*Data shown:*
------------------------------------------------

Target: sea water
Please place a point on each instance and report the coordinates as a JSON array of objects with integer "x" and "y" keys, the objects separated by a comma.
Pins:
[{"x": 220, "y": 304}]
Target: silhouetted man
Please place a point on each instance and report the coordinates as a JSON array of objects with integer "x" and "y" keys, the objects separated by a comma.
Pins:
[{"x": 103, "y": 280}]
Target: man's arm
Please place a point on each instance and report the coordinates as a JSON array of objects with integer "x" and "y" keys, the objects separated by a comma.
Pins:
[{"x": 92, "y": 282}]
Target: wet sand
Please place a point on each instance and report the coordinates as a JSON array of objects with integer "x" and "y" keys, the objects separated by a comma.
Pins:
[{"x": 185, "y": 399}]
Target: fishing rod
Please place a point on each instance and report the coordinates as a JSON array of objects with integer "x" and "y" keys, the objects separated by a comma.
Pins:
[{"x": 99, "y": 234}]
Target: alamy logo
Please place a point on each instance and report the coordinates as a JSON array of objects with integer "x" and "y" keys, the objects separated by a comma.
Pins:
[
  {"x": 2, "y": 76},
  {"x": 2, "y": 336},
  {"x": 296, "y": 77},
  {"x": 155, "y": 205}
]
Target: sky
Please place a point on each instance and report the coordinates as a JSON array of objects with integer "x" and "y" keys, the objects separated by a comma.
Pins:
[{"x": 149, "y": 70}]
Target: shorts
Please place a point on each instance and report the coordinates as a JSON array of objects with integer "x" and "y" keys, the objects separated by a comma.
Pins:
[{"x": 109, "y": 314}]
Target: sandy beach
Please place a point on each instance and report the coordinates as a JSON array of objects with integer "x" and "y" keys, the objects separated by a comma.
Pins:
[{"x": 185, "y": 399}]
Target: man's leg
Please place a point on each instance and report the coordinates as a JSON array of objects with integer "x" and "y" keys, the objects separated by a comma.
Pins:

------------------------------------------------

*What is required:* The response must give every line from the material above that holds the string "Target".

*Exercise solution:*
Target: sea water
Target: silhouetted man
Target: man's arm
Target: wet sand
Target: fishing rod
Target: alamy logo
Target: sky
Target: shorts
Target: sandy beach
Target: man's leg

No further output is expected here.